=== What this task involves ===
Write out all the data below exactly.

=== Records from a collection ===
══════════════════════════════

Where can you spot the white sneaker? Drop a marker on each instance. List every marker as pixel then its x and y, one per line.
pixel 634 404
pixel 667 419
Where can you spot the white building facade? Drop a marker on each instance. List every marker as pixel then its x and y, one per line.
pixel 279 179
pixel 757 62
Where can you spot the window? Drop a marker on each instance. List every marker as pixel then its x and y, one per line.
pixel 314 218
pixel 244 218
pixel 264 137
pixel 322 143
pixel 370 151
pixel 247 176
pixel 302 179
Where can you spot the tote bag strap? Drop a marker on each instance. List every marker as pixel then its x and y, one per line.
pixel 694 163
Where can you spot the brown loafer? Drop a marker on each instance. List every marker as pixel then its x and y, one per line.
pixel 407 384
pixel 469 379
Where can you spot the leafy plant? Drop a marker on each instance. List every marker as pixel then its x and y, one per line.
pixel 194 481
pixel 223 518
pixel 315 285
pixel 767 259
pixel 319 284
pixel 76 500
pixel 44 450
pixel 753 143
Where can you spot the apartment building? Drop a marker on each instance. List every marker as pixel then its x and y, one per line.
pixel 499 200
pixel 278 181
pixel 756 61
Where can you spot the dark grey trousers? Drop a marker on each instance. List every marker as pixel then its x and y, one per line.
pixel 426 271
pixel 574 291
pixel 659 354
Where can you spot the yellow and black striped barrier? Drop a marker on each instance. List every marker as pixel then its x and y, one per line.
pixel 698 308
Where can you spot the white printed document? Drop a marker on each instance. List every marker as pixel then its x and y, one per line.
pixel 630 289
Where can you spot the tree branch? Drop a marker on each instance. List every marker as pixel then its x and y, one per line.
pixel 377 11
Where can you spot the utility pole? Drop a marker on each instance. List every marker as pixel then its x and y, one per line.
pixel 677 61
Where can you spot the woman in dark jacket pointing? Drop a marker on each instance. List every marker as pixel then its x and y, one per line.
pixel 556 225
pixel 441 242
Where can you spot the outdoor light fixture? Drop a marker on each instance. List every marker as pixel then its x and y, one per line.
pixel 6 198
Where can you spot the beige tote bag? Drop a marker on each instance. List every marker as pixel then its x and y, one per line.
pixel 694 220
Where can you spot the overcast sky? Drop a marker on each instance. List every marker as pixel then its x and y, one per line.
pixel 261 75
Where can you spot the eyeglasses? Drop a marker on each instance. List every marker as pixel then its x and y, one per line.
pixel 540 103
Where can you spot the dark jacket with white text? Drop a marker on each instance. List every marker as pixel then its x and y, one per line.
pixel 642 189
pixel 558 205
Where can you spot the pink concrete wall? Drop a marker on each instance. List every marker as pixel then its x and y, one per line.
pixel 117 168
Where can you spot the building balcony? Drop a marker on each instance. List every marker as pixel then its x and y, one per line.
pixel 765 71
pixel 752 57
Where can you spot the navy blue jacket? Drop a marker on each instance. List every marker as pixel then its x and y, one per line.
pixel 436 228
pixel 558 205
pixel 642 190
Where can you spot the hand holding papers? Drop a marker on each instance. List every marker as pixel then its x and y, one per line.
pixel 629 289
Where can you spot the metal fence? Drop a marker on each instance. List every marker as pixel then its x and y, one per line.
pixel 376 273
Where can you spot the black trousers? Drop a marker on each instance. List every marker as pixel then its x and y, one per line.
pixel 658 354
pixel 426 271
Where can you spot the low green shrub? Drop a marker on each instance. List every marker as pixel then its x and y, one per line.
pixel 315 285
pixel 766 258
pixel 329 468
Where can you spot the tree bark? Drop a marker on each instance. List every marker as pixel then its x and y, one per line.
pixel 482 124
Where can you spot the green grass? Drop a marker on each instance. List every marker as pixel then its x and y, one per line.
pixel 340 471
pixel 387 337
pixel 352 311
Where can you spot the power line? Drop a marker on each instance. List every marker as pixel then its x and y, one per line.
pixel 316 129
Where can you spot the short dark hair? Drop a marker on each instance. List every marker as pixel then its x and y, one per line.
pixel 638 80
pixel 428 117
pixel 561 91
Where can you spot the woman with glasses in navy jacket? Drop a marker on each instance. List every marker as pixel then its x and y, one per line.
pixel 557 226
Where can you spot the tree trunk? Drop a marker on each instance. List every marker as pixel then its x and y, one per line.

══════════════════════════════

=== Task response ===
Where can you spot the white sneaker? Drop a marker on each instance. List every marker as pixel then its x and y, one per line.
pixel 634 404
pixel 667 419
Where can you spot the white building facade? Drop a marker on each instance. List every marker as pixel then its x and y, one per line.
pixel 279 179
pixel 757 62
Where can you spot the window? Drop a marker on each instance. List every marker as pixel then its x and y, one per line.
pixel 314 218
pixel 244 218
pixel 264 137
pixel 322 143
pixel 370 151
pixel 247 176
pixel 302 179
Where can you spot the tote bag strap? Drop a marker on each instance. List every marker as pixel then its x and y, one per line.
pixel 694 163
Where can you spot the brown loafer? Drop a marker on each instance. List every marker as pixel then its x and y, one per line.
pixel 407 384
pixel 469 379
Where can you spot the leafy plant? Drop a marker on each instance. List every marker as pixel then its x and y, one per line.
pixel 194 481
pixel 223 518
pixel 315 285
pixel 767 259
pixel 319 284
pixel 76 500
pixel 44 450
pixel 753 143
Where can you spot the apartment building? Drop a marker on each instance. List every marker as pixel then its x and y, one per line.
pixel 499 200
pixel 278 181
pixel 756 61
Where can you spot the dark grey trousers? Drop a marker on each instance. List every marker as pixel then its x and y, one per line.
pixel 426 271
pixel 574 291
pixel 659 354
Where can you spot the yellow and black striped barrier? Drop a marker on each instance. List every marker as pixel then its x and y, one per line.
pixel 698 308
Where can you spot the white printed document? Drop a marker on each instance. List every marker as pixel then its x and y, one per line.
pixel 630 289
Where can you spot the tree branch? Drop a marker on each instance. List every marker as pixel then its x and y, one per line.
pixel 377 11
Where can you spot the utility pole? Drop a marker on each instance. List every marker as pixel then its x and y, one per line.
pixel 677 61
Where can you spot the woman in dark jacket pointing? Drop a marker on each instance. List every marker as pixel then its x and y, one per line.
pixel 556 225
pixel 441 242
Where can you spot the outdoor light fixture? Drop a marker on each instance. List every marker as pixel then its x and y, one per line.
pixel 6 198
Where can you spot the beige tote bag? Drop a marker on each instance. List every marker as pixel then its x and y, one per line.
pixel 694 220
Where can you spot the overcast sky? Drop a marker on each instance. List every marker as pixel then its x and y, one per line.
pixel 261 75
Where can you spot the eyeglasses? Drop a marker on each instance. List every marker as pixel then its x and y, one per line.
pixel 540 103
Where can you spot the dark jacket with white text? Drop a marker on each instance. List every marker as pixel then its x and y, one per line.
pixel 642 189
pixel 558 205
Where can you spot the pink concrete wall? Drop a marker on each instance. List every marker as pixel then its x and y, one per line.
pixel 117 168
Where can you spot the building balcony? Drop a marker on each instance. List every marker as pixel then its x and y, one per line.
pixel 765 71
pixel 752 57
Where can you spot the navy blue jacket? Drop a marker on each instance. List every marker as pixel then its x and y, one per line.
pixel 436 228
pixel 558 205
pixel 642 190
Where can you spot the hand holding papers? Drop a marker on each instance. List every marker as pixel then its x and y, one per line.
pixel 629 289
Where can you spot the metal fence? Drop a marker on each instance. List every marker as pixel then its x and y, one per line.
pixel 376 273
Where can you spot the black trousers? Drop a marker on each instance. List every marker as pixel then its x and y, one per line.
pixel 658 354
pixel 426 271
Where can you spot the low green shrub? Drop a marker on each instance. List every marker as pixel then its x and y, one per line.
pixel 315 285
pixel 766 258
pixel 329 468
Where can you spot the tree bark? Drop a marker on each instance. List every marker as pixel then its x and y, one per line.
pixel 482 124
Where can you spot the green grass? Drop a marker on each instance. List every marker as pixel then its x and y, one per line.
pixel 340 471
pixel 387 337
pixel 352 311
Where can you spot the power line? Drop a marker on each instance. List every marker as pixel then its x and y, one per line.
pixel 316 129
Where can you spot the short dark hair? Drop a marker on each instance. List every marker as pixel then its x and y, one per line.
pixel 638 80
pixel 428 117
pixel 561 91
Where can you spot the woman with glasses in navy jacket? Drop a marker on each instance. List every marker as pixel then its x and y, one per line.
pixel 557 226
Where can you spot the tree trunk? Drop a marker on each instance. List every marker as pixel then its x and y, one per line.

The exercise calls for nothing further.